→ WHAT THIS TASK INVOLVES:
Please continue the software license agreement text below, picking up right after its last definition.

→ EXTRACTED TEXT:

** begin **

Chatabox

 

Software End User Licence Agreement

Date
15 July 2021
Parties
Werkflo Software Solutions Pty Limited ABN 25 645 323 217 located at 50 Miller Street North Sydney NSW 2060 (Werkflo)
 
Customer as defined in this Agreement that subscribes and pays fees to use the Software named in this Agreement and located at the website www.werkflo.com.au (Customer)
 
Operative provisions
1
Preamble
Please read this document carefully. By downloading, using or installing this software you agree to be bound by the terms of this Agreement. If you do not agree to be bound to the terms of this Agreement do not use or download the Software and contact Werkflo about assistance and any refund procedures if your use was less than 30 days. This Agreement is read in conjunction with the Terms of Use on the Werkflo website and in the event of any inconsistency in relation to the Software, this Agreement will prevail to the extent of any inconsistency.
2
Definitions and interpretation
2.1
Definitions
In this Agreement, unless the context requires another meaning:
Associate has the meaning in the Corporations Act (Cth) and includes any Related Body Corporate of Werkflo.
Business Day means a day that is not a Saturday, Sunday, a public holiday or bank holiday in Sydney, Australia
Claim means claim, cause of action, suit, proceedings, judgment, debt, fine, penalty, damage, loss, cost, expense or liability of any kind (including all legal fees).
Commencement Date means the date from when that the Customer pays, accesses or subscribes for the Software.

** end **

→ RECORDED DATA:

** begin **

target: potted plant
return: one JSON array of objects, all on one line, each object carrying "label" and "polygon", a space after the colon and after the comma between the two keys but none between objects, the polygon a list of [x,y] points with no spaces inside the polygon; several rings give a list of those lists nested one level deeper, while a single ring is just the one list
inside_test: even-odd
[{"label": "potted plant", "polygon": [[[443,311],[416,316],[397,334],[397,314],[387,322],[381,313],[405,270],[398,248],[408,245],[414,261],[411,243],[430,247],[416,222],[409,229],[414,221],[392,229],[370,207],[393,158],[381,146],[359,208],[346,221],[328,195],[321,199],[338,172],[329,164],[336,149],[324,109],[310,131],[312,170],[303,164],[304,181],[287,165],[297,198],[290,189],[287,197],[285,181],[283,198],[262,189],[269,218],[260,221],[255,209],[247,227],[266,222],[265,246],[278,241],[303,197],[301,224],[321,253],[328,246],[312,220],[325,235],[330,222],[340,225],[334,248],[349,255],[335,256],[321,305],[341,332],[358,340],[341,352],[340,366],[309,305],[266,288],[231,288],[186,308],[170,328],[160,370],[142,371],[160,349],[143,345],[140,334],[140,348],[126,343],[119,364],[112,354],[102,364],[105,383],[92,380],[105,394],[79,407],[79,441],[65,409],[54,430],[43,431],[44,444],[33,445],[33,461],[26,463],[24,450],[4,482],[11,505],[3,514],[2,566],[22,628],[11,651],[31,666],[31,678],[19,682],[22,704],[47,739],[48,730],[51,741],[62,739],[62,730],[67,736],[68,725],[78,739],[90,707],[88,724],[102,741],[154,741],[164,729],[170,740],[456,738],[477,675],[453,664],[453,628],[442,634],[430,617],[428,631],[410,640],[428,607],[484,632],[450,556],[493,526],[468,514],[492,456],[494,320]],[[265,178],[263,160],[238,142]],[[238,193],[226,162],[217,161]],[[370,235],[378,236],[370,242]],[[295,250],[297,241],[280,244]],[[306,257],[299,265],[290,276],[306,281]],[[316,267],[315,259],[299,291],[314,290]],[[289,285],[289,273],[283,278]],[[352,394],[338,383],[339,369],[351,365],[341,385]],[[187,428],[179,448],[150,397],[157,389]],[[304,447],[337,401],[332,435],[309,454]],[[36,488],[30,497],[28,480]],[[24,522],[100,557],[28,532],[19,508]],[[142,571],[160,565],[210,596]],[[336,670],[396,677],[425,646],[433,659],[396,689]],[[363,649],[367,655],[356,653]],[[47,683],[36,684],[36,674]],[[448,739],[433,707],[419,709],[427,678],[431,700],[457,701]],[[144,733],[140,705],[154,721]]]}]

** end **

→ TASK OUTPUT:
Confidential Information means, in relation to Werkflo:
  1. all information relating to or used by Werkflo, including know-how, trade secrets, ideas, marketing strategies and operational information;
  2. all information concerning the business affairs (including products, services, licensees and licensors) or property of Werkflo, including any business, property or transaction in which Werkflo may be or may have been concerned or interested; and
  3. any other information disclosed by or on behalf of Werkflo which, by its nature or by the circumstances of its disclosure, is or could reasonably be expected to be regarded as confidential;
including any such information made available to Werkflo by any third party, but excluding any information:
  1. which is publicly known;
  2. which is disclosed to the other party without restriction by a third party and without any breach of confidentiality by the third party; or
  3. which is developed independently by the other party without reliance on any of Werkflo's Confidential Information.
Delivery Date means the date the Customer first downloads, acquires use to or accessing the Software from a payment.
Documentation means the manuals, terms of use, webinars and user guides and other electronic media-based descriptions or hard-copy manuals release by Werkflo, at its discretion, relating to the Software from time to time.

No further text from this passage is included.